= ACTIVITY 1 =
In the article on East Lansing restaurants, what limit does the order place on restaurant seating?
= ACTIVITY 2 =
Print the article on East Lansing restaurants from "El Azteco manager" to "with fewer customers.".
= ACTIVITY 3 =
Turn the paragraph of the article on East Lansing restaurants that begins "Under the new gathering orders" into a short bulleted list that keeps its main facts.

Top of PROVIDED TEXT

For restaurant owners in East Lansing, the Feb. 4 epidemic order issued by Gov. Gretchen Whitmer poses a new challenge in recovering profits lost during the COVID-19 pandemic. 

“We’re always applying for grants, applying for PPP (Paycheck Protection Program), whatever government or local options are available,” said Crunchy’s General Manager Michael Krueger. “No restaurant was ever opened to operate on 25% capacity with the intent of even coming close to breaking even.”

El Azteco manager Hunter Gushurst said, “We do margarita deals Monday through Wednesday and we had to raise the prices for those deals. We had to work with less people, and everyone has had to do more work to cut down on labor costs.”

Under the new gathering orders that went into effect Feb. 8, restaurants were able to open for in-person dining along with continuing services such as takeout and delivery. However, the order limits restaurants to 25% of their normal seating capacity, causing them  to find ways to increase profits while dealing with fewer customers.

“We’ve been trying to do everything we can to try and get as many people seated as possible,” said Gushurst. “We started time limits on tables and reservations ahead of time for people who really want to get a table.”

Hannah Zawisa, a recent customer at Barrio in East Lansing, noticed some of these new policies this past week. With a friend, she decided to support one of East Lansing’s prominent restaurants just across the road from the campus of Michigan State University. 

“We were able to be seated quickly and the service was quick, as we only had an hour maximum to be sitting in the restaurant,” said Zawisa. “I felt very safe at Barrio. It was an appreciated change of scenery.”

Bottom of PROVIDED TEXT
Top of INPUT DATA

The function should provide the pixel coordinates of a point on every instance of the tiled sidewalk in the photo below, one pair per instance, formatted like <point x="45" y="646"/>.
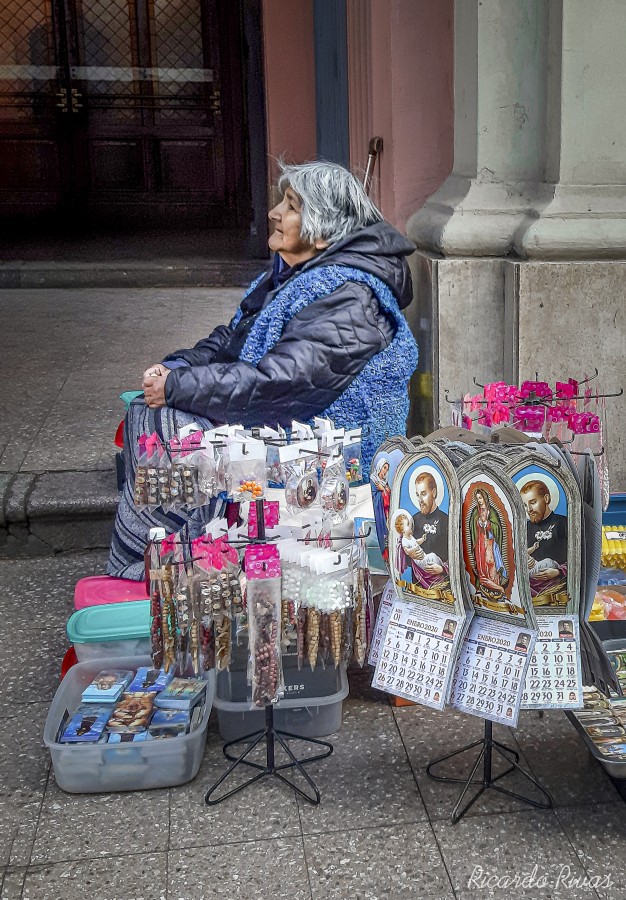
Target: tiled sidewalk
<point x="382" y="830"/>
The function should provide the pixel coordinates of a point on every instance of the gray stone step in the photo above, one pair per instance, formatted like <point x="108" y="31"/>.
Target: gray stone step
<point x="54" y="512"/>
<point x="149" y="273"/>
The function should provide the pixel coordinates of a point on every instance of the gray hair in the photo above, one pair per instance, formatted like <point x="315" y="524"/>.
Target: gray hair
<point x="334" y="202"/>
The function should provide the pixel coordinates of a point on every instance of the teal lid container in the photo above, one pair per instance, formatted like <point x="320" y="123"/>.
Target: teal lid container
<point x="110" y="622"/>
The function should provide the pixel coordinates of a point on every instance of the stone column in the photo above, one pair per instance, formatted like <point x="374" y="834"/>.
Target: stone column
<point x="521" y="254"/>
<point x="586" y="151"/>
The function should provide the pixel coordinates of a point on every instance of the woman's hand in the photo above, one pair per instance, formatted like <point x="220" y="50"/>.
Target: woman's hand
<point x="153" y="384"/>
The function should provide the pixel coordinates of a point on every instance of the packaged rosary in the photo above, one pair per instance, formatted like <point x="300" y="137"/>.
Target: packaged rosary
<point x="184" y="481"/>
<point x="352" y="456"/>
<point x="263" y="574"/>
<point x="247" y="470"/>
<point x="152" y="474"/>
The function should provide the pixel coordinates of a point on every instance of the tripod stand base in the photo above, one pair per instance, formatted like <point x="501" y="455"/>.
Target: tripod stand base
<point x="270" y="736"/>
<point x="488" y="781"/>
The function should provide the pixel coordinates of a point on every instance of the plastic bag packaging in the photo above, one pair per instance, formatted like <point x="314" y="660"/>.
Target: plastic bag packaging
<point x="221" y="605"/>
<point x="263" y="571"/>
<point x="207" y="471"/>
<point x="153" y="565"/>
<point x="169" y="624"/>
<point x="352" y="456"/>
<point x="190" y="454"/>
<point x="335" y="490"/>
<point x="207" y="634"/>
<point x="161" y="460"/>
<point x="247" y="470"/>
<point x="182" y="601"/>
<point x="140" y="490"/>
<point x="290" y="601"/>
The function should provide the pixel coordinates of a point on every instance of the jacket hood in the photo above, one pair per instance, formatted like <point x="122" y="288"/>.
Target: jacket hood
<point x="380" y="250"/>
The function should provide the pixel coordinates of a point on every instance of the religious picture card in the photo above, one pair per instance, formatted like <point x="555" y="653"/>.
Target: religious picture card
<point x="552" y="508"/>
<point x="416" y="658"/>
<point x="424" y="550"/>
<point x="490" y="673"/>
<point x="494" y="543"/>
<point x="384" y="465"/>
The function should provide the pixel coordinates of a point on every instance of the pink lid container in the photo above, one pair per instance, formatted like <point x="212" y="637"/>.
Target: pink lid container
<point x="101" y="589"/>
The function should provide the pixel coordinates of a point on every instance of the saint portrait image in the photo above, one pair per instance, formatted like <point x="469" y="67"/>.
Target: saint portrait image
<point x="307" y="491"/>
<point x="381" y="478"/>
<point x="546" y="514"/>
<point x="419" y="534"/>
<point x="488" y="549"/>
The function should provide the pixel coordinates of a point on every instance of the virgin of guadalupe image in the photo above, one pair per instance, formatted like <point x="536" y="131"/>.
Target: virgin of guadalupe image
<point x="381" y="497"/>
<point x="487" y="537"/>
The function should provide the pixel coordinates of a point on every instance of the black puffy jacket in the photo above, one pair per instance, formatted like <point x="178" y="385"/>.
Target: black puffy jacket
<point x="319" y="353"/>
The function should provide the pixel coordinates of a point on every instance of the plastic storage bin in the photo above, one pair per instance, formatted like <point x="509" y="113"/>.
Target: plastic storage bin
<point x="100" y="589"/>
<point x="99" y="632"/>
<point x="312" y="706"/>
<point x="96" y="768"/>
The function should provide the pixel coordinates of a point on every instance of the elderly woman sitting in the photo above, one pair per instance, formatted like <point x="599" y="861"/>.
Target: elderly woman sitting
<point x="321" y="333"/>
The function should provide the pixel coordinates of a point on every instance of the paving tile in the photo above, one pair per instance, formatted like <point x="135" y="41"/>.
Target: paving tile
<point x="24" y="761"/>
<point x="396" y="862"/>
<point x="13" y="883"/>
<point x="263" y="810"/>
<point x="142" y="877"/>
<point x="36" y="663"/>
<point x="530" y="845"/>
<point x="598" y="835"/>
<point x="429" y="734"/>
<point x="86" y="826"/>
<point x="367" y="781"/>
<point x="24" y="767"/>
<point x="256" y="870"/>
<point x="561" y="762"/>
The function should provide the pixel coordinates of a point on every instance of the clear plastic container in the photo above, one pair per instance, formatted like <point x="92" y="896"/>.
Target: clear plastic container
<point x="97" y="768"/>
<point x="312" y="706"/>
<point x="114" y="629"/>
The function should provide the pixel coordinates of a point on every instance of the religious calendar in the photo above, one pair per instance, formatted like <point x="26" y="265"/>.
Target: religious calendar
<point x="416" y="657"/>
<point x="382" y="619"/>
<point x="554" y="679"/>
<point x="491" y="669"/>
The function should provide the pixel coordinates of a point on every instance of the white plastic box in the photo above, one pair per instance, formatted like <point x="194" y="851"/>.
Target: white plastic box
<point x="312" y="706"/>
<point x="96" y="768"/>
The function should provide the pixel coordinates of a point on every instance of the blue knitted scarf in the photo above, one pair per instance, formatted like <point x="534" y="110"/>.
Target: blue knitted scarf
<point x="377" y="399"/>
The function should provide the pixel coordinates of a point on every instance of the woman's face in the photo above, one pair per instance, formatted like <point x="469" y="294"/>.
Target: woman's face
<point x="286" y="238"/>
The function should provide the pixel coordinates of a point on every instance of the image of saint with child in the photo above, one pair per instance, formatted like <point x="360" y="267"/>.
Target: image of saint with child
<point x="421" y="538"/>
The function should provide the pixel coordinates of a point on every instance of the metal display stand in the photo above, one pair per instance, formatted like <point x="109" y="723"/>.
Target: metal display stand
<point x="488" y="782"/>
<point x="270" y="736"/>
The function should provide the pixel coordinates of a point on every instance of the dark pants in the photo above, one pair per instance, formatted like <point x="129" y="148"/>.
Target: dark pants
<point x="130" y="532"/>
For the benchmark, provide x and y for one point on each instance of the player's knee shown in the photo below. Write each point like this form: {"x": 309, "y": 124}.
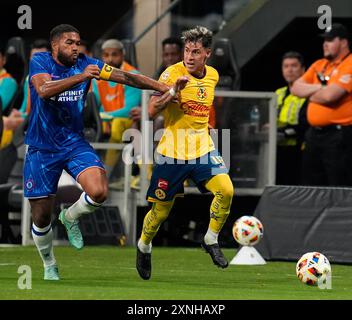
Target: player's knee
{"x": 227, "y": 192}
{"x": 99, "y": 193}
{"x": 162, "y": 210}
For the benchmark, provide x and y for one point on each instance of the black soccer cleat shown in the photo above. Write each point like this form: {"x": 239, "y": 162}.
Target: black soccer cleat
{"x": 216, "y": 254}
{"x": 144, "y": 264}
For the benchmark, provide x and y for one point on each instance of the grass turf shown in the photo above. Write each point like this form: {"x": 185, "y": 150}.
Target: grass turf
{"x": 178, "y": 273}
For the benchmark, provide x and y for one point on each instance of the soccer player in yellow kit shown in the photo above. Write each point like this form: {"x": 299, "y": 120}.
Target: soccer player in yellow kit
{"x": 186, "y": 149}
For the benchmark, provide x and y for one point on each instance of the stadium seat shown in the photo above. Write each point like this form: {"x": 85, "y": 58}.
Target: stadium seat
{"x": 223, "y": 60}
{"x": 92, "y": 121}
{"x": 130, "y": 52}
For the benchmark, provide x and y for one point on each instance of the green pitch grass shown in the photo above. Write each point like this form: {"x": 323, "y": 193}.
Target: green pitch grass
{"x": 178, "y": 273}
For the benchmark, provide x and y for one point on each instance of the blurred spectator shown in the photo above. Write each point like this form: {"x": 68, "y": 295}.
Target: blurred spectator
{"x": 116, "y": 100}
{"x": 171, "y": 54}
{"x": 38, "y": 45}
{"x": 291, "y": 123}
{"x": 83, "y": 48}
{"x": 8, "y": 85}
{"x": 327, "y": 83}
{"x": 10, "y": 124}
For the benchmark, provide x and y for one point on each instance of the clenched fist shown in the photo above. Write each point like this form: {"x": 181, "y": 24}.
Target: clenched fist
{"x": 91, "y": 71}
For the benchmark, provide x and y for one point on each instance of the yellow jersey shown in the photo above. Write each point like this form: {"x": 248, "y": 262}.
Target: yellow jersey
{"x": 186, "y": 134}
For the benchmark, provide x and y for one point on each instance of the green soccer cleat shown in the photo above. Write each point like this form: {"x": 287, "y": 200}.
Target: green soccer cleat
{"x": 51, "y": 273}
{"x": 74, "y": 234}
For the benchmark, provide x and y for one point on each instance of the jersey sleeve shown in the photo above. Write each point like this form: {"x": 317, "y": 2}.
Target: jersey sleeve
{"x": 38, "y": 65}
{"x": 8, "y": 89}
{"x": 98, "y": 62}
{"x": 170, "y": 75}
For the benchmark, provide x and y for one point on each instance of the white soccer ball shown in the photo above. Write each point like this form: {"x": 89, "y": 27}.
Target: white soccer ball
{"x": 247, "y": 230}
{"x": 313, "y": 268}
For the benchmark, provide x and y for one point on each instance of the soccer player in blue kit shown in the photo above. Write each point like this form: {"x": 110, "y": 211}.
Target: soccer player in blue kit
{"x": 59, "y": 82}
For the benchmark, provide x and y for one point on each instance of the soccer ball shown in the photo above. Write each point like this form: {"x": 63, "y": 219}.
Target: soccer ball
{"x": 313, "y": 268}
{"x": 247, "y": 230}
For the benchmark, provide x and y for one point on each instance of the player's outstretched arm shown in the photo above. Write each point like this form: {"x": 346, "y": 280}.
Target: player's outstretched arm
{"x": 47, "y": 88}
{"x": 159, "y": 103}
{"x": 131, "y": 79}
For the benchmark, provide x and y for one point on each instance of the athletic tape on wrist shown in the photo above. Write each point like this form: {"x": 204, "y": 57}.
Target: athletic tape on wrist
{"x": 105, "y": 73}
{"x": 172, "y": 92}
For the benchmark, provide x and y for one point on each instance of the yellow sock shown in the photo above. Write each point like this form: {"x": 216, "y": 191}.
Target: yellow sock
{"x": 153, "y": 220}
{"x": 222, "y": 189}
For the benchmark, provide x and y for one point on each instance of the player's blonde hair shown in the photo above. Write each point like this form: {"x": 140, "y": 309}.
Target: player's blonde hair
{"x": 198, "y": 34}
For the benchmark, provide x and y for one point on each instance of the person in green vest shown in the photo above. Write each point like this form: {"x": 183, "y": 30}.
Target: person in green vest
{"x": 291, "y": 122}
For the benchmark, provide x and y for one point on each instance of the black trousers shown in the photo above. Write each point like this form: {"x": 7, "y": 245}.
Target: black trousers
{"x": 288, "y": 165}
{"x": 327, "y": 158}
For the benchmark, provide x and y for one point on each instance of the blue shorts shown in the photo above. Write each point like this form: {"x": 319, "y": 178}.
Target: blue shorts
{"x": 169, "y": 175}
{"x": 43, "y": 169}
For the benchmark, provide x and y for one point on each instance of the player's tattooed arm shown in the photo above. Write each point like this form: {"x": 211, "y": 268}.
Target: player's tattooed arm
{"x": 47, "y": 88}
{"x": 131, "y": 79}
{"x": 159, "y": 103}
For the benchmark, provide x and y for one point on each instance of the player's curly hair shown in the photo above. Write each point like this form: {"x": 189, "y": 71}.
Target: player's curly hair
{"x": 198, "y": 34}
{"x": 60, "y": 29}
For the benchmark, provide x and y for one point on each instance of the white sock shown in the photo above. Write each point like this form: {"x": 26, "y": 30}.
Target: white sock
{"x": 145, "y": 248}
{"x": 83, "y": 205}
{"x": 211, "y": 237}
{"x": 43, "y": 239}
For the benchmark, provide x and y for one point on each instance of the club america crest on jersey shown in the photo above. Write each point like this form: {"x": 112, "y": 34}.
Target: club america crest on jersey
{"x": 202, "y": 93}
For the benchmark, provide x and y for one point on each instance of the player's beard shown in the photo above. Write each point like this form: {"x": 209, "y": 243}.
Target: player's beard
{"x": 64, "y": 59}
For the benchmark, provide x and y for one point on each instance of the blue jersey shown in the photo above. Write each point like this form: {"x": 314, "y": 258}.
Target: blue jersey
{"x": 57, "y": 122}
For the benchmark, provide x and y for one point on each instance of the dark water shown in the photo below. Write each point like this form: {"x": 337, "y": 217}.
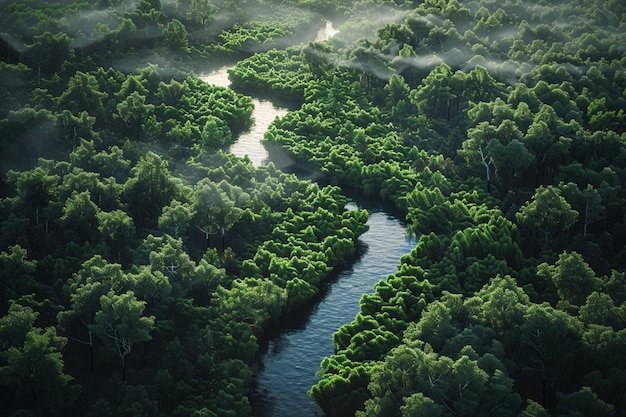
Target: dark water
{"x": 293, "y": 357}
{"x": 294, "y": 353}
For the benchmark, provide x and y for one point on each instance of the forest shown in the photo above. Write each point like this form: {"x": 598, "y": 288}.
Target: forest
{"x": 141, "y": 263}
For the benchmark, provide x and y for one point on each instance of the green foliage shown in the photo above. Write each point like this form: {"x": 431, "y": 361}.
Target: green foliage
{"x": 428, "y": 110}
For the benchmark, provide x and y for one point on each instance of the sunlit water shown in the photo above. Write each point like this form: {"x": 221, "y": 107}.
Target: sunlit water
{"x": 248, "y": 143}
{"x": 292, "y": 356}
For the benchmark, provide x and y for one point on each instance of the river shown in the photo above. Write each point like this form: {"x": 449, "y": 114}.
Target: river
{"x": 292, "y": 355}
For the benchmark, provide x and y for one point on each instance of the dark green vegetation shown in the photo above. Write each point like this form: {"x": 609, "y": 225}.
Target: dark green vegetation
{"x": 140, "y": 264}
{"x": 499, "y": 129}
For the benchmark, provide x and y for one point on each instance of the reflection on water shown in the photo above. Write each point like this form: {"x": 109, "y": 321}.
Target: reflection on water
{"x": 294, "y": 355}
{"x": 249, "y": 141}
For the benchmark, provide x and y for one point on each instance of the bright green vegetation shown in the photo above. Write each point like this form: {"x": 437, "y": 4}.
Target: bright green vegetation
{"x": 501, "y": 136}
{"x": 141, "y": 264}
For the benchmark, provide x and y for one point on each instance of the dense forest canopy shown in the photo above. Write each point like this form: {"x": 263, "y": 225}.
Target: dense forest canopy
{"x": 141, "y": 264}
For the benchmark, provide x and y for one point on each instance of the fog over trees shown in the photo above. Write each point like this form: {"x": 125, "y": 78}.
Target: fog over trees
{"x": 141, "y": 264}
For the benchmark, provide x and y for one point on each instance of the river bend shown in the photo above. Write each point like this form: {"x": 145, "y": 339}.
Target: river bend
{"x": 292, "y": 356}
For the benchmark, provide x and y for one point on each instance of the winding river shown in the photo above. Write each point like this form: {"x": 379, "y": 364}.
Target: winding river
{"x": 292, "y": 355}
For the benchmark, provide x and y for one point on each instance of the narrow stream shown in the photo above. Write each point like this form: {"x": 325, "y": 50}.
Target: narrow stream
{"x": 292, "y": 357}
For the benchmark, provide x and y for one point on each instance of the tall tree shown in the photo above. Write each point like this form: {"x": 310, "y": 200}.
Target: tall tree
{"x": 120, "y": 324}
{"x": 547, "y": 212}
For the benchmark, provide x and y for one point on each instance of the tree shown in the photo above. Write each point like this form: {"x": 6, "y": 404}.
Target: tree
{"x": 149, "y": 189}
{"x": 588, "y": 202}
{"x": 573, "y": 278}
{"x": 511, "y": 160}
{"x": 16, "y": 273}
{"x": 215, "y": 211}
{"x": 120, "y": 324}
{"x": 547, "y": 212}
{"x": 550, "y": 340}
{"x": 175, "y": 219}
{"x": 137, "y": 115}
{"x": 80, "y": 215}
{"x": 176, "y": 36}
{"x": 83, "y": 95}
{"x": 85, "y": 288}
{"x": 31, "y": 362}
{"x": 117, "y": 228}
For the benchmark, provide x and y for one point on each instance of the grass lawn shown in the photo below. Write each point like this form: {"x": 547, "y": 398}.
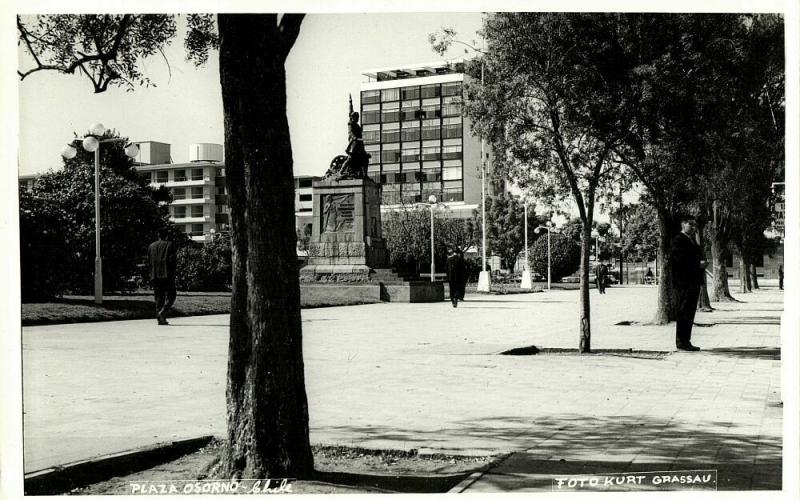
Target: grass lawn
{"x": 81, "y": 309}
{"x": 141, "y": 305}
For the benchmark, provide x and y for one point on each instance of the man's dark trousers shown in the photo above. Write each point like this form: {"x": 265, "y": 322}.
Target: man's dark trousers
{"x": 687, "y": 279}
{"x": 165, "y": 293}
{"x": 686, "y": 301}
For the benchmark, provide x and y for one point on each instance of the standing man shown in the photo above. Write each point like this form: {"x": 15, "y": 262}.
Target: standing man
{"x": 687, "y": 278}
{"x": 162, "y": 261}
{"x": 600, "y": 273}
{"x": 456, "y": 275}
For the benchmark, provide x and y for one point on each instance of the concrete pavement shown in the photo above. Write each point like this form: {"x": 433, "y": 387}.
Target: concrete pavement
{"x": 430, "y": 377}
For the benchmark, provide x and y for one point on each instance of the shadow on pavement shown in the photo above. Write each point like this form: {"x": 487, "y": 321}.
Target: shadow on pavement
{"x": 574, "y": 443}
{"x": 772, "y": 353}
{"x": 397, "y": 484}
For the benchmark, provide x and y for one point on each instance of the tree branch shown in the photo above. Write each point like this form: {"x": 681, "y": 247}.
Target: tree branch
{"x": 289, "y": 29}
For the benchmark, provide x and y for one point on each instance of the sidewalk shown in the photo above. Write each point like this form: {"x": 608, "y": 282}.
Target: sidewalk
{"x": 430, "y": 377}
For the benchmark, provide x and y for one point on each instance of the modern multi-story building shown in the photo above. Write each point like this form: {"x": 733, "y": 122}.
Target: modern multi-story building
{"x": 200, "y": 199}
{"x": 200, "y": 202}
{"x": 418, "y": 140}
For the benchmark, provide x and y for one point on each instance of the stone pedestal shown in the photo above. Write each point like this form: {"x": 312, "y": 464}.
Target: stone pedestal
{"x": 347, "y": 256}
{"x": 346, "y": 241}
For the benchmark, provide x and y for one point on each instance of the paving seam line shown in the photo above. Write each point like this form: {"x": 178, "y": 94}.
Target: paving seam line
{"x": 478, "y": 474}
{"x": 60, "y": 479}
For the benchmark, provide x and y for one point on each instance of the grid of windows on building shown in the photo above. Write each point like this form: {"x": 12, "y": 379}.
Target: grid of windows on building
{"x": 414, "y": 135}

Bottom of INPUT DATA

= ANSWER BOX 1 =
Restaurants may seat only 25% of their normal seating capacity.

= ANSWER BOX 2 =
El Azteco manager Hunter Gushurst said, “We do margarita deals Monday through Wednesday and we had to raise the prices for those deals. We had to work with less people, and everyone has had to do more work to cut down on labor costs.”

Under the new gathering orders that went into effect Feb. 8, restaurants were able to open for in-person dining along with continuing services such as takeout and delivery. However, the order limits restaurants to 25% of their normal seating capacity, causing them  to find ways to increase profits while dealing with fewer customers.

= ANSWER BOX 3 =
- The new gathering orders took effect Feb. 8.
- Restaurants could reopen for in-person dining and keep offering takeout and delivery.
- Seating is limited to 25% of normal capacity.
- Restaurants must find ways to increase profits with fewer customers.